[[ Excerpted text open ]]
Researchers from Baltimore and Houston may have explained how one of the most common genetic defects triggers malignant change in cells.
Working from different directions, but together, Dr. Bert Vogelstein of Johns Hopkins University and Drs. Wade Harper and Stephen Elledge of Houston's Baylor College of Medicine, both identified a gene that appears to block cell division and growth.
Drs. Elledge and Harper named their gene CIP1; Dr. Vogelstein named his WAF1. Each group has published a paper on the research in today's issue of the journal Cell.
Because they were looking at the gene in different ways, neither realized that they had found the same piece of DNA until Dr. Elledge called Dr. Vogelstein to discuss the genetic puzzle.
Dr. Elledge was looking at a chemical called cyclin-dependent kinase II, which promotes the growth and division of cells. The gene works to block this enzyme, said Dr. Elledge.
"For the first time, we had identified a negative regulator of cell cycles," he said.
"We were curious about whether this gene was mutated in tumor suppressor genes," he said.
Dr. Vogelstein was working on a gene called p53 that had already been identified as a "tumor-suppressor" -- one that blocks uncontrolled cell division. If it is missing or mutated, cells can divide wildly, potentially changing into malignant growths.
Defective p53 genes have been found in about 50 percent of human cancers.
He and others in his lab had identified a gene that was turned on by p53 and called it WAF1. In his discussions with Dr. Elledge, he determined that the genes were the same.
As Dr. Elledge describes it, the Baylor team was looking at the problem from the bottom up and the Johns Hopkins group looked at it from the top down. "The gene p53 turns CIP1 on and, in turn, that gene blocks cell cycle progression," he said.
Coincidentally, while Drs. Elledge, Harper and Vogelstein were looking at cell-control genes, another pair of Baylor scientists, Drs. James R. Smith and Olivia Pereira-Smith identified the same gene during their studies of aging cells. They named their discovery SDI1 and filed a patent application on it.
When cells are grown in the laboratory, they divide for a time and then stop. The Smiths determined that they must produce a substance that stops DNA synthesis.
Using sophisticated techniques of molecular biology, they finally identified the gene that was stopping it.
[[ Excerpted text closed ]]
[[ Dataset records open ]]
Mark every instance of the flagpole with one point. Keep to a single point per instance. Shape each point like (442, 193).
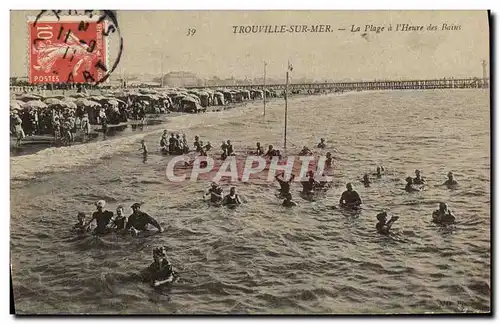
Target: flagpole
(286, 105)
(265, 64)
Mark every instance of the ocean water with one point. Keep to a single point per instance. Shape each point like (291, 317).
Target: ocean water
(261, 258)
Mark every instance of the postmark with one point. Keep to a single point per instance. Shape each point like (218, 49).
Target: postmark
(71, 48)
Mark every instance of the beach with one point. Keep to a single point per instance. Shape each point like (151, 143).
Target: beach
(261, 258)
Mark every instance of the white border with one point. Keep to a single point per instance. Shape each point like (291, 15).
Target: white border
(190, 4)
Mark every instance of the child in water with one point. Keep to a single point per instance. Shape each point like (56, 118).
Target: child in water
(443, 215)
(160, 271)
(288, 202)
(81, 227)
(383, 226)
(120, 221)
(144, 148)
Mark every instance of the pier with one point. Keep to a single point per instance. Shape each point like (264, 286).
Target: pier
(466, 83)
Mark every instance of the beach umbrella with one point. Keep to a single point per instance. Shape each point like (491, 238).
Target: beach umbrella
(35, 104)
(69, 104)
(97, 98)
(16, 104)
(79, 95)
(53, 102)
(87, 103)
(113, 102)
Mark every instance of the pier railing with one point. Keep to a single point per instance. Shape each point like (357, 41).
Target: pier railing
(466, 83)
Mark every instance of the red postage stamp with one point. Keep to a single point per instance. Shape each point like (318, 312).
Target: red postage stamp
(66, 51)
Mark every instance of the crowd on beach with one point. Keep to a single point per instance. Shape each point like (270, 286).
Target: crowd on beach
(67, 117)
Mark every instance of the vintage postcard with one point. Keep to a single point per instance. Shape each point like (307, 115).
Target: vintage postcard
(250, 162)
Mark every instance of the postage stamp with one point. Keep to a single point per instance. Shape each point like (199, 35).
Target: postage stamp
(71, 50)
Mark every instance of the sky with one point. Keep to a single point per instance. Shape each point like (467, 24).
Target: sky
(214, 50)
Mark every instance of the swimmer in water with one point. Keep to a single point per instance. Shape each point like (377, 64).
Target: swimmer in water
(272, 152)
(259, 151)
(366, 180)
(310, 184)
(232, 198)
(160, 271)
(207, 147)
(451, 182)
(322, 143)
(215, 192)
(329, 160)
(418, 180)
(102, 218)
(164, 142)
(288, 202)
(172, 143)
(120, 220)
(139, 220)
(323, 183)
(284, 184)
(350, 198)
(196, 144)
(305, 151)
(80, 227)
(144, 148)
(409, 185)
(443, 215)
(383, 226)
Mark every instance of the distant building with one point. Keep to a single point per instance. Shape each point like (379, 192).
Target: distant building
(181, 79)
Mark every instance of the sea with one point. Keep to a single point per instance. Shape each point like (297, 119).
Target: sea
(261, 258)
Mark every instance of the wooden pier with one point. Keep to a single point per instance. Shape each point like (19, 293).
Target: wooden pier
(467, 83)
[[ Dataset records closed ]]
### Aim of the task
According to the article on the cell-division gene, why did the two research groups not realize at first that they had found the same piece of DNA? Please answer using only the article on the cell-division gene.

### Reply
They were studying the gene in different ways. The Baylor team came at the problem from the bottom up, and the Johns Hopkins group from the top down. Neither knew it was the same gene until Dr. Elledge called Dr. Vogelstein to discuss the genetic puzzle.